● **Work item**: In the copy, every record below must appear exactly as given, and no picture may appear.

Source records
>>>
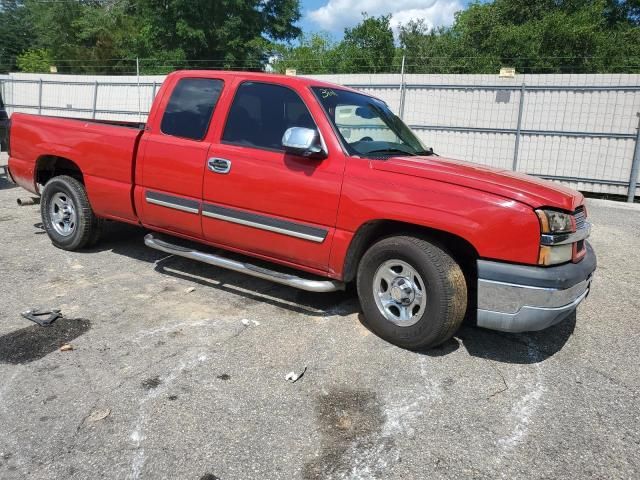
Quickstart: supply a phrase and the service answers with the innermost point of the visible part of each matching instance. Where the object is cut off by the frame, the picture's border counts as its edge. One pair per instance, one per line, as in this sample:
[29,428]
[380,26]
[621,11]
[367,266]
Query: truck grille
<<<
● **Result**:
Quickstart: supply a phrase and the service answers with the innermost point of the visible part of each matching instance. Where the object is cut off by the frame, the picture's border counts as its edge. One pair per instance, one per line, as in this sample:
[29,428]
[380,26]
[621,11]
[367,266]
Query: truck grille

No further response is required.